** Opening DATA FOR THIS TASK block **

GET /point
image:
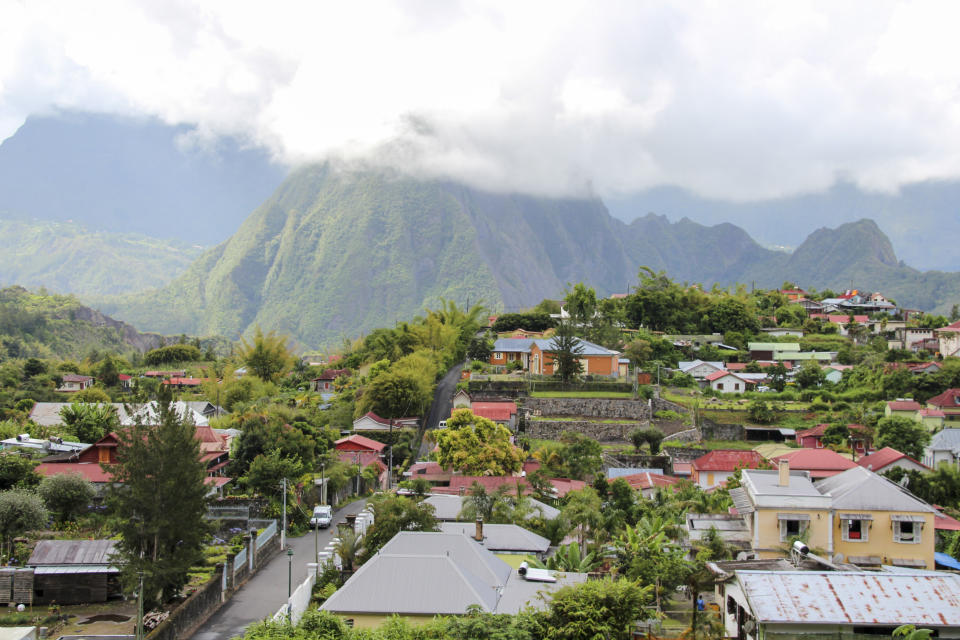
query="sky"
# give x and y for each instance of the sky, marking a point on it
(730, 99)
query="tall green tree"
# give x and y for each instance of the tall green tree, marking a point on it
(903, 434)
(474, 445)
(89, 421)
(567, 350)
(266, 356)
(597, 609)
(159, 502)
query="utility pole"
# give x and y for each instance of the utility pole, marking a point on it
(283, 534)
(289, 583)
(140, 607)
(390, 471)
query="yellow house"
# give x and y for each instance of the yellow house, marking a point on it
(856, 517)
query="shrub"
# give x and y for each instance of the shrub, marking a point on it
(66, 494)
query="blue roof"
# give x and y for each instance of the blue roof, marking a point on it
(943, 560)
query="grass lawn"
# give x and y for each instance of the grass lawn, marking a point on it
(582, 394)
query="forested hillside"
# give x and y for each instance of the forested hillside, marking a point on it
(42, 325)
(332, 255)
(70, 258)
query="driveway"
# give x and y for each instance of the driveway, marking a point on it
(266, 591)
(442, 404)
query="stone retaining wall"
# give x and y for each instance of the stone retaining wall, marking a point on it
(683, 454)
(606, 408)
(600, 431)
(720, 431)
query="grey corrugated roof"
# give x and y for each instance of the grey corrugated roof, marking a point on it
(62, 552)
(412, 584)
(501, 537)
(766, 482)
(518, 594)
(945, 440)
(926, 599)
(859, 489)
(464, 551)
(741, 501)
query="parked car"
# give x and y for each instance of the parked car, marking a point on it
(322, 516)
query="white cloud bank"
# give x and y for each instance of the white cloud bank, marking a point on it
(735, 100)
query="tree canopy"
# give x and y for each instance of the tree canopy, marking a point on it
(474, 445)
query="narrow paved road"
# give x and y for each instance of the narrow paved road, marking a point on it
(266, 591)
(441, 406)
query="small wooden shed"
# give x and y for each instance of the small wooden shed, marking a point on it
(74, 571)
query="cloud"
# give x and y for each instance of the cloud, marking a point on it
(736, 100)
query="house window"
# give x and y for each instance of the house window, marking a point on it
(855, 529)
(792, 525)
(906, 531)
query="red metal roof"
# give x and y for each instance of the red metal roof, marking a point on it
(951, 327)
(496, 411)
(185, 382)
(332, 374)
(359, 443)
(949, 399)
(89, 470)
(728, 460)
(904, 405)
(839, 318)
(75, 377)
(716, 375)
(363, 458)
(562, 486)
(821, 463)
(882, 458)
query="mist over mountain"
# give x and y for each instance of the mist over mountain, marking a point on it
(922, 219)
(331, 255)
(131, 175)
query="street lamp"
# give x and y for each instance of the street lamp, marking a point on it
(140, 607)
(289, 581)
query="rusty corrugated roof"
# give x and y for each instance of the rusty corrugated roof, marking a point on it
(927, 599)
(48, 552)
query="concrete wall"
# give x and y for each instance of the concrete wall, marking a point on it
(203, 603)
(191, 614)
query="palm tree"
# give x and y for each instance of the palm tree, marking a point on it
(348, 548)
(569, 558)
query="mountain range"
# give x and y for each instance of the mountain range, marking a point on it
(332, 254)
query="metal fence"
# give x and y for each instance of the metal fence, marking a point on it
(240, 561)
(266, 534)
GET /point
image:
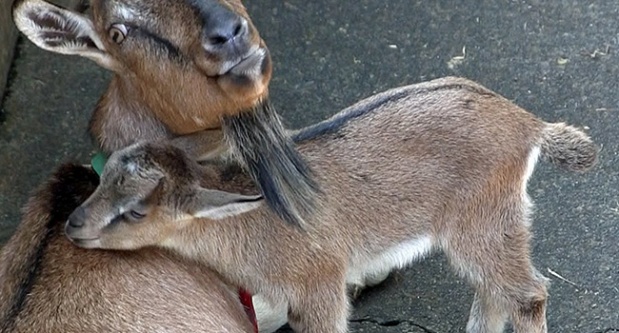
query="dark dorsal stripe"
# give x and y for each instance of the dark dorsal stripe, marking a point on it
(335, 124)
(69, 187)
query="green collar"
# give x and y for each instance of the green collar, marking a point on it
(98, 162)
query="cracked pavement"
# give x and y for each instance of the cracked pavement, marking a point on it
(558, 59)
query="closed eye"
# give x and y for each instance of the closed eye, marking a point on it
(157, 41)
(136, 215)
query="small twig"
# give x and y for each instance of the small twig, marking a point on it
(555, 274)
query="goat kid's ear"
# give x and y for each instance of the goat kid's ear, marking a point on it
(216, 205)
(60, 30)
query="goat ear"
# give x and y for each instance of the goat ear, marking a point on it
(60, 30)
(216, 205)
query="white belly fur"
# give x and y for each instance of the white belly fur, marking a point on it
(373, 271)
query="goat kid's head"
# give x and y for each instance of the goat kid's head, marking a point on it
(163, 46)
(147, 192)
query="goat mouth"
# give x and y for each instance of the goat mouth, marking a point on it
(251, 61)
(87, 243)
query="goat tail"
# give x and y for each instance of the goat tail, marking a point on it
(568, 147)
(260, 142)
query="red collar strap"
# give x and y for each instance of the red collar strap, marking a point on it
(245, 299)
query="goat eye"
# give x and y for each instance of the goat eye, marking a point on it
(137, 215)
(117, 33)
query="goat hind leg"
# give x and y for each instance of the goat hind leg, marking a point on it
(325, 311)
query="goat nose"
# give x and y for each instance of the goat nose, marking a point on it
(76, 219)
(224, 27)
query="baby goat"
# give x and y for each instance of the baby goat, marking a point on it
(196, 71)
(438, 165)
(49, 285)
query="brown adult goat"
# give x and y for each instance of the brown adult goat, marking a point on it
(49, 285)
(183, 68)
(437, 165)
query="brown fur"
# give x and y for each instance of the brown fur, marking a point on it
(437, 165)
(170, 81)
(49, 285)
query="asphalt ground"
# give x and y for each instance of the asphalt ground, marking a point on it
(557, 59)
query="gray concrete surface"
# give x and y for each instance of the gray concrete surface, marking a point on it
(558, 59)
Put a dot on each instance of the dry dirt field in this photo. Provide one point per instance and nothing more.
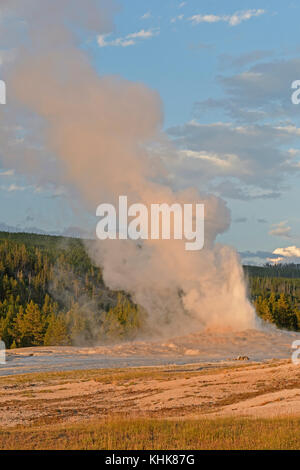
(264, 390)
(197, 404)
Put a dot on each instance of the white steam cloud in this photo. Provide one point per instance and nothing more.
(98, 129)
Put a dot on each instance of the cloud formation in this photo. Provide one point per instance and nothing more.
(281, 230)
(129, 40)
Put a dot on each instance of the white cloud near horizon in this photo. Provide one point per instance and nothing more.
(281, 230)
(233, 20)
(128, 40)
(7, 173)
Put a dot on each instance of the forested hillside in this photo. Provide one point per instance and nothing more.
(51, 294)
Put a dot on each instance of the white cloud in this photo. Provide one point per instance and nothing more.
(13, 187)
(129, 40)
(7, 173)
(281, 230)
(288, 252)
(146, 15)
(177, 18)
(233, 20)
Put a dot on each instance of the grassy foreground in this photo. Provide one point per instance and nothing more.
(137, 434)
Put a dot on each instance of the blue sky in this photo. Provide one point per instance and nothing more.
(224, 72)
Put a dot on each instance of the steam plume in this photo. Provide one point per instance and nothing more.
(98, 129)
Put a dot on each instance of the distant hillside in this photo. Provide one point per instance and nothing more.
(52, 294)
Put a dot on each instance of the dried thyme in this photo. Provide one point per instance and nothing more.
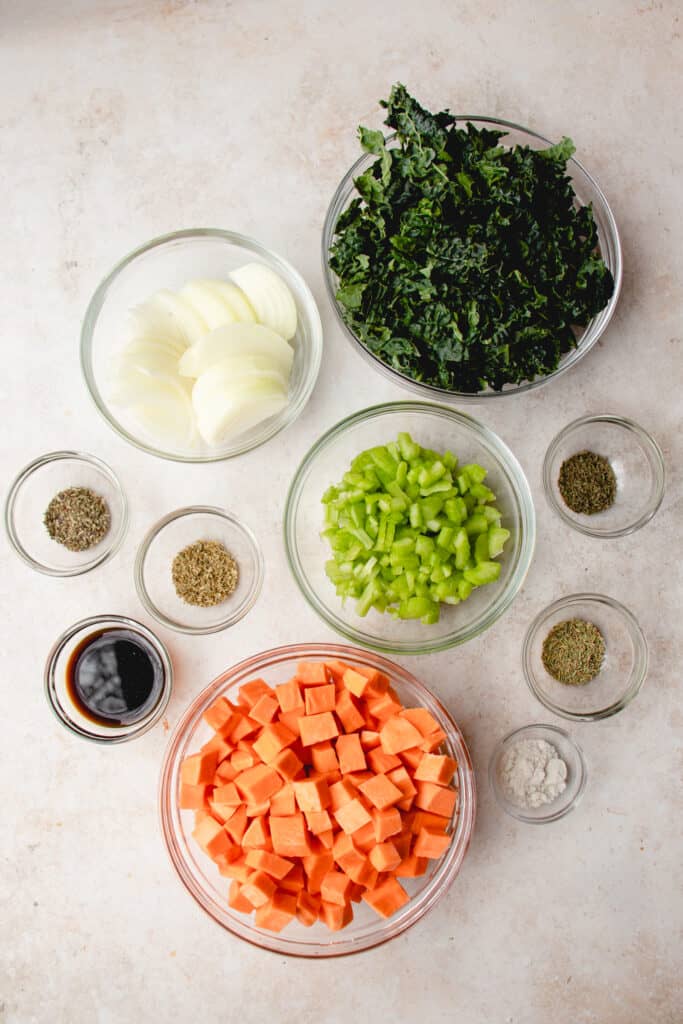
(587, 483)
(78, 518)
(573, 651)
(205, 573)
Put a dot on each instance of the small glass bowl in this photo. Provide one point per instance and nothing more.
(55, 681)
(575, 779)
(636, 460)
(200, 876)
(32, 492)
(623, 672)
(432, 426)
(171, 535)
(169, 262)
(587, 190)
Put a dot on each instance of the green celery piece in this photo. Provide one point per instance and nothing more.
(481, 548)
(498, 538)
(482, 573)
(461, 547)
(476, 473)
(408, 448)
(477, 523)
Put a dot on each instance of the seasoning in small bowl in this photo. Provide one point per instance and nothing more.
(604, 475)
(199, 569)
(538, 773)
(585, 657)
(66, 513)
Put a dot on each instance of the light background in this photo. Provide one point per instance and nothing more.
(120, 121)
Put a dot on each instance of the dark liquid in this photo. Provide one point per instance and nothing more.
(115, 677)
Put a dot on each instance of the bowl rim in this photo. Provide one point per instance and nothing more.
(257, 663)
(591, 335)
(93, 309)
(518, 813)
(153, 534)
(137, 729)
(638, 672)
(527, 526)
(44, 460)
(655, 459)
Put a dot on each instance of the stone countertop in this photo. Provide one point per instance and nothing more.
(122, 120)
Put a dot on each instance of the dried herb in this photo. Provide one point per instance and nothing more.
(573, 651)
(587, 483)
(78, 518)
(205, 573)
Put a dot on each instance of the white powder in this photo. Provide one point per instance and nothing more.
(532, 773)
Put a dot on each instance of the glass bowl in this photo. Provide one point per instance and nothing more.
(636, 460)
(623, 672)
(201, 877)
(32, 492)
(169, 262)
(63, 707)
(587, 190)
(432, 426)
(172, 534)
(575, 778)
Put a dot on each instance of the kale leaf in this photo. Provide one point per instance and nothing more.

** Closing DATA FOR THIS TASK block **

### YOUR GOAL
The required output is the exact run of lines from the one with "Put a dot on each instance of the light" through the final line of the entries.

### RESPONSE TO THIS TASK
Put a dot on each instance of the light background in this photo. Provide one point per instance and nothing more.
(120, 121)
Put a dot on each instance of the dark liquid in this photo. Provide one point per instance and nothing more.
(115, 677)
Put a dot on each instance of the bowl rim in this photo. Provide one point per instance and nothing more.
(257, 663)
(591, 335)
(93, 309)
(518, 813)
(153, 534)
(137, 729)
(638, 672)
(527, 526)
(44, 460)
(655, 459)
Put a dot on each instance of the stone countertop in this photo. Provide one point per instance and nothing more.
(122, 120)
Put a dot on each instance of the dried herb in this photo. Provide one point per instance and nothing more.
(573, 651)
(587, 483)
(78, 518)
(205, 573)
Put a dot on each instance of the white powder in this photo. Provide one point per instance and nothing more.
(532, 773)
Put a dot on each instance of the glass bowl in this photo. Provide one point per instance and nothing more.
(636, 460)
(623, 672)
(201, 877)
(32, 492)
(169, 262)
(63, 707)
(587, 190)
(432, 426)
(172, 534)
(575, 778)
Put a dot on each instance of the kale leaf in this photo. Provide one point per instance and nothing more.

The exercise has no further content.